**TASK GOAL:**
Each entry needs to be restated exactly as written.

○ ○ ○ ○ ○

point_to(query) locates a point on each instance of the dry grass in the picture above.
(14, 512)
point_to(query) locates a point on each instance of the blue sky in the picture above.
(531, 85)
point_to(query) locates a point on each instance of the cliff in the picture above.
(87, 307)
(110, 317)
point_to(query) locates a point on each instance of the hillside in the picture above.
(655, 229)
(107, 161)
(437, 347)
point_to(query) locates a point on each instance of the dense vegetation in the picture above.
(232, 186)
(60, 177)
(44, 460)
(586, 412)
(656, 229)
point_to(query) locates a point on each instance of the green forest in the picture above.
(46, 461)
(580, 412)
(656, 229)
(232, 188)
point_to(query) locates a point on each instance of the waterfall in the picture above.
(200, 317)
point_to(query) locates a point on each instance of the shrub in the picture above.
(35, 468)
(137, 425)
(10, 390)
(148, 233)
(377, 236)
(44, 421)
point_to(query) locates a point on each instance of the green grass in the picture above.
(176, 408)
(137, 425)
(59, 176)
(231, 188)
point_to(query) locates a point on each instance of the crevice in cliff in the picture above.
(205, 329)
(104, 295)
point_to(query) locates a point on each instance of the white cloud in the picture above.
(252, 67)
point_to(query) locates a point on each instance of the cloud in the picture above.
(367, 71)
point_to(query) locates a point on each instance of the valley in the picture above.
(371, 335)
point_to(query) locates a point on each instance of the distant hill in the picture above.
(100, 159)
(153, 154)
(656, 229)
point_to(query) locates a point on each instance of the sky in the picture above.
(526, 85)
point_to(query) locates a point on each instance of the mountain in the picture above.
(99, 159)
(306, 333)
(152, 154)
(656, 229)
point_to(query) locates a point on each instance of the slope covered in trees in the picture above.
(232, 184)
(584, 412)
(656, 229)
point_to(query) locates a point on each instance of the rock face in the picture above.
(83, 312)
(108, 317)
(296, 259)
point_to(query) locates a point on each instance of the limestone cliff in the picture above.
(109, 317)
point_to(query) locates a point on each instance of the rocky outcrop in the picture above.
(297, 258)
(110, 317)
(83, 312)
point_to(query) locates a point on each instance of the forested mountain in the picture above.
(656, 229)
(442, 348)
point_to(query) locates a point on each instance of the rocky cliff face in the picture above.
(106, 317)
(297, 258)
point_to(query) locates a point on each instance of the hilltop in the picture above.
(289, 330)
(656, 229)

○ ○ ○ ○ ○

**EXPECTED OUTPUT:**
point_to(query) locates a point on each instance of the dry grass in the picture above.
(14, 512)
point_to(query) locates a point on each instance of the blue sky in the picture above.
(531, 85)
point_to(query) locates a point on each instance of the cliff in the picture above.
(87, 307)
(110, 317)
point_to(query) locates a point on each instance of the hillside in the picture above.
(655, 229)
(107, 161)
(437, 347)
point_to(query) locates a point on each instance of the dense vegetation in the picture above.
(232, 186)
(60, 177)
(44, 460)
(586, 412)
(656, 229)
point_to(query) locates a point on each instance of the green forest in the picture above.
(46, 461)
(580, 412)
(656, 229)
(232, 188)
point_to(query) locates a point on each instance of the waterfall in the picture above.
(200, 317)
point_to(query) locates a point on each instance of the shrub in the picture above.
(35, 468)
(137, 425)
(10, 390)
(148, 233)
(377, 236)
(44, 421)
point_to(query) locates a point on each instance of the green grass in the picture above.
(176, 408)
(137, 425)
(59, 176)
(231, 188)
point_to(query) locates a point on each instance of the crevice in cliff in the picture above.
(205, 329)
(104, 295)
point_to(query) locates a point on each instance of the white cloud in the picture above.
(252, 67)
point_to(query) locates a point on each instance of the cloud in the picture above.
(367, 71)
point_to(query) locates a point on each instance of the valley in the picture above.
(371, 335)
point_to(query) locates a point on each instance of the distant hill in the picture above.
(100, 159)
(153, 154)
(656, 229)
point_to(query) locates a point on each instance of the sky in the picture above.
(526, 85)
point_to(query) locates a point on each instance of the mountain in the picture above.
(99, 159)
(306, 333)
(152, 154)
(656, 229)
point_to(query) locates a point on each instance of the slope covered in trees in the picture above.
(232, 184)
(584, 412)
(656, 229)
point_to(query) locates a point on each instance of the rock face in the picture above.
(83, 312)
(108, 317)
(296, 259)
point_to(query) locates a point on each instance of the limestone cliff in the picture above.
(109, 317)
point_to(query) locates a point on each instance of the rocky outcrop in the picture above.
(297, 258)
(110, 317)
(83, 312)
point_to(query) locates a point on each instance of the forested mountain in the picture above.
(656, 229)
(442, 348)
point_to(query) locates a point on each instance of the rocky cliff face in the picture above.
(106, 317)
(297, 258)
point_to(query) locates a point on each instance of the hilltop in the picture above.
(289, 330)
(656, 229)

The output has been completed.